Could you restate the whole listing word for word?
________________
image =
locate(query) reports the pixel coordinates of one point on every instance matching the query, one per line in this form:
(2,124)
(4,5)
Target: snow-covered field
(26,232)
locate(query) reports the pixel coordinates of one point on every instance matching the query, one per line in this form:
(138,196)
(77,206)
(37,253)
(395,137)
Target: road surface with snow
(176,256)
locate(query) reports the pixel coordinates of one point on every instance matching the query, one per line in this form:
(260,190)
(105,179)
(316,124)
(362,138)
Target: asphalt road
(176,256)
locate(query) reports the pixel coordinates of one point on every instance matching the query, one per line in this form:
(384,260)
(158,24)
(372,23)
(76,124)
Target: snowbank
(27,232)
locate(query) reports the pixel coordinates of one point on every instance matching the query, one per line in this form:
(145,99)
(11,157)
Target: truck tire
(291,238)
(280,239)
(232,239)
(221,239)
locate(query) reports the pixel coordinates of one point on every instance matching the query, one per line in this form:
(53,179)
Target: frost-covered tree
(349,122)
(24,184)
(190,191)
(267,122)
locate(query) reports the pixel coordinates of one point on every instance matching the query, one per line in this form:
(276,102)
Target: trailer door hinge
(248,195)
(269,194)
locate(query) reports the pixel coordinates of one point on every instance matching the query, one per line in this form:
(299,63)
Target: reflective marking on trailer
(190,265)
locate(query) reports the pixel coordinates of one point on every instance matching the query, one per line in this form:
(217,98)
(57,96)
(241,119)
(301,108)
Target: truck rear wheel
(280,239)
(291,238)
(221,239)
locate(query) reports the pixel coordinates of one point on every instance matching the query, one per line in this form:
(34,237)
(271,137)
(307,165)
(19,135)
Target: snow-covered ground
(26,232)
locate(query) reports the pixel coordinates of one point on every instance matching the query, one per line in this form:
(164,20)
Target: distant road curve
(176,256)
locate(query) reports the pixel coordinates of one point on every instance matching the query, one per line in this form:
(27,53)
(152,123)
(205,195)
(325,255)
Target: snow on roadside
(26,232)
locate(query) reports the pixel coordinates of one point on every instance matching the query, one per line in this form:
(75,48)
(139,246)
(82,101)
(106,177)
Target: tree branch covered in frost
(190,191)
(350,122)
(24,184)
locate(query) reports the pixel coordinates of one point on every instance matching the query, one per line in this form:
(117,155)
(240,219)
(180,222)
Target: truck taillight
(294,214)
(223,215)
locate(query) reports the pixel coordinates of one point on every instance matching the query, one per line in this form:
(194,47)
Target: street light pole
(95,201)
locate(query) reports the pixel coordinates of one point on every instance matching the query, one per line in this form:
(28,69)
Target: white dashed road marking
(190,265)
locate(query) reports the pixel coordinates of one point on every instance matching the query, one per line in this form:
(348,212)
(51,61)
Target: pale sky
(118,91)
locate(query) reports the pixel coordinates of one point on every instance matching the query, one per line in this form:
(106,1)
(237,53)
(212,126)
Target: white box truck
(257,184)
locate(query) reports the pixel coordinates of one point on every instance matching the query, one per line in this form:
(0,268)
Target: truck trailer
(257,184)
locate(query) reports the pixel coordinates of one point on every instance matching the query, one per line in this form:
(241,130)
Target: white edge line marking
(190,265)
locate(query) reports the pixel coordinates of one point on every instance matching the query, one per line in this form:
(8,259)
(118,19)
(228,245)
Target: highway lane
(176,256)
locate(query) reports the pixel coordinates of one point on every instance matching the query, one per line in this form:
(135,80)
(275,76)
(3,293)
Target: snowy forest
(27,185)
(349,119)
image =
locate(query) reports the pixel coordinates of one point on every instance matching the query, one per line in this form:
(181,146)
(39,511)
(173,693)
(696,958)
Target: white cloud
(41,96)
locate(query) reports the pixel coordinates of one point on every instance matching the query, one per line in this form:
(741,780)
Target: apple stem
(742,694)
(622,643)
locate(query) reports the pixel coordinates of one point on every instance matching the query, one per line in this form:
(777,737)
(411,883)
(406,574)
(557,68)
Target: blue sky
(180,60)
________________
_Exercise output_
image =
locate(query) reports the pixel coordinates of one point on every instance matching the query, one per line in this form:
(2,124)
(4,5)
Target: snow-covered field
(26,232)
locate(query) reports the pixel coordinates of one point on every instance matching the query, one per line in this form:
(138,196)
(77,206)
(37,253)
(395,137)
Target: road surface with snow
(176,256)
locate(query) reports the pixel coordinates of one point on every instance matching the query, one per line in this form:
(260,190)
(105,179)
(316,124)
(362,138)
Target: asphalt road
(176,256)
locate(query) reports the pixel coordinates of one point on every instance matching the query, one per line in this form:
(384,260)
(158,24)
(372,23)
(76,124)
Target: snowbank
(27,232)
locate(query) reports the pixel coordinates of one point on every instance matching the query, one per line in this form:
(145,99)
(11,157)
Target: truck tire
(291,238)
(280,239)
(232,239)
(221,239)
locate(query) reports the pixel coordinates of one point on every instance matching the query, one per line in this form:
(53,179)
Target: frost-covered tree
(349,122)
(24,184)
(190,191)
(267,122)
locate(query) reports the pixel coordinates of one point on every instance matching the query, one per line in this form:
(276,102)
Target: trailer door hinge
(248,195)
(269,194)
locate(query) reports the pixel coordinates of one point on every instance matching the query, one per line in this form:
(299,63)
Target: reflective marking on trailer
(190,265)
locate(query) reports the pixel coordinates of one point on every instance matching the query, one per line in this form:
(217,98)
(57,96)
(241,119)
(301,108)
Target: truck rear wheel
(280,239)
(291,238)
(221,239)
locate(query) reports the pixel coordinates of one point on every instance matching the query, one per line in this form:
(34,237)
(271,137)
(307,165)
(19,135)
Target: snow-covered ground
(26,232)
locate(query) reports the pixel coordinates of one point on every instance matching the query, one per line in this form:
(164,20)
Target: distant road curve
(176,256)
locate(query) reports the pixel coordinates of one point on every instance matching the query, one per line in this form:
(27,53)
(152,123)
(205,195)
(325,255)
Target: snow on roadside
(26,232)
locate(query) reports the pixel coordinates of one point on every instance matching the query, one per line in this form:
(75,48)
(139,246)
(82,101)
(106,177)
Target: tree branch covered in frost
(190,191)
(350,122)
(24,184)
locate(query) reports the pixel coordinates of one point on every instance matching the query, one per line in this form:
(117,155)
(240,219)
(180,222)
Target: truck taillight
(294,214)
(223,215)
locate(query) reports the pixel coordinates of one point on every instance matching the query, one per line in this form:
(194,47)
Target: street light pole
(95,201)
locate(query) reports the pixel coordinates of one point on every instance matching the query, one per line in this form:
(28,69)
Target: white dashed road marking
(190,265)
locate(query) reports the pixel coordinates of one point on every instance matching the query, one per line in this form:
(348,212)
(51,61)
Target: pale sky
(118,91)
locate(query) reports the pixel coordinates of one point on every instance matching the query, one per line in this form:
(106,1)
(237,53)
(212,126)
Target: white box truck
(257,184)
locate(query) reports the pixel coordinates of one point on every instance matching the query, one per line in this form:
(0,268)
Target: truck trailer
(257,184)
locate(query) reports the pixel coordinates of one point on every instance matching the query, one per line in this form:
(241,130)
Target: white edge line marking
(190,265)
locate(query) reports the pixel coordinates of one point on every instance matching the query, one per line in this form:
(8,259)
(118,19)
(228,245)
Target: highway lane
(176,256)
locate(query) reports the pixel coordinates of one point on every instance matching the query, one per line in this form:
(135,80)
(275,76)
(3,293)
Target: snowy forest
(27,185)
(349,119)
image =
locate(query) reports the pixel coordinates of one point on every instance matching the query, one per line in this form:
(181,146)
(39,511)
(173,693)
(696,958)
Target: white cloud
(41,96)
locate(query) reports the pixel coordinates of one point on every instance matching the query, one per line in this form:
(741,780)
Target: apple stem
(742,694)
(622,643)
locate(query) reports the pixel coordinates of one point on every instance matching the query, one per line in this form:
(777,737)
(411,883)
(406,574)
(557,68)
Target: blue sky
(180,60)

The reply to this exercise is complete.